Worth is an American financial, wealth management and lifestyle magazine founded in 1986 and re-launched by Sandow in 2009. The magazine addresses financial, legal and lifestyle issues for high-net-worth individuals. Each issue is organized into four sections: "Make" focuses on making money and entrepreneurship; "Grow" centers on wealth management and investing; "Live" highlights philanthropy, lifestyle and passion investing; and "Creator" covers luxury products, services and experiences.

Distribution
Worth is mailed six times a year to individuals listed on a proprietary database of high-net-worth households in major markets, including: the New York metropolitan area, Fairfield County, the Delaware Valley, Boston, Chicago, South Florida, Dallas, Houston, San Francisco, Los Angeles, and Orange County, and more than 5,000 executives at registered invested investment advisors (RIAs) with assets under management of $100 million or greater, as well as 300 multifamily offices (MFOs) nationwide.

The magazine is available on some newsstands and has an advertising rate base of 125,000 and is audited by BPA Worldwide.

◆ **DATA EXCERPT**:

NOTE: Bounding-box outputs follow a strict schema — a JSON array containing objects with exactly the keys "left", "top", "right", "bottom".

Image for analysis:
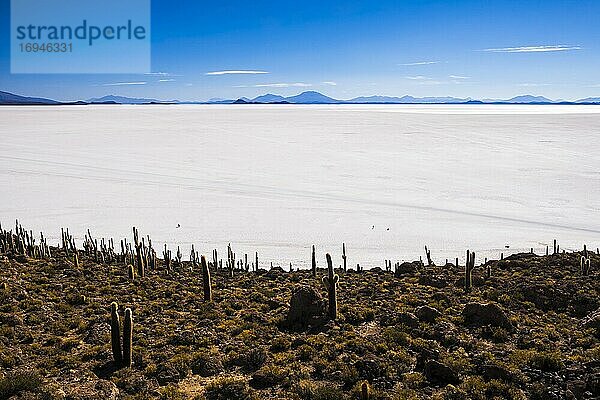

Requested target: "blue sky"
[{"left": 0, "top": 0, "right": 600, "bottom": 100}]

◆ **WHAT YOU NEED TO DO**:
1. Answer these questions about the passage on Worth magazine, one per line:
(a) In what year was the magazine founded?
(b) What does the "Grow" section center on?
(c) How many times a year is the magazine mailed?
2. Pick up the passage on Worth magazine and continue it from the point where it stops.

◆ **SOLVED PROBLEMS**:
1.
(a) 1986
(b) Wealth management and investing
(c) Six

2.
Worth Power 100
Launched in 2010, Worth assembles an annual list of The 100 Most Powerful People in Finance. They named President of the European Central Bank, Mario Draghi, finance's most powerful person in 2012. Former titleholders include Apple Inc. CEO, Tim Cook (2011) and U.S. Federal Reserve Chairman, Ben Bernanke (2010).

Paid content
Worth charges financial advisors $2500 per month for advertorial content to appear in each bimonthly issue.

Awards
Folio Magazine’s Eddie & Ozzie Awards

 2012: Gold, Silver and Bronze for Best Cover
 2011: Gold for the Best Cover
 2010: Gold for Best Redesign Society of Publication Designers
 2010: Gold for Best Redesign

See also
Departures (magazine)
Luxury magazine
Monocle (UK magazine)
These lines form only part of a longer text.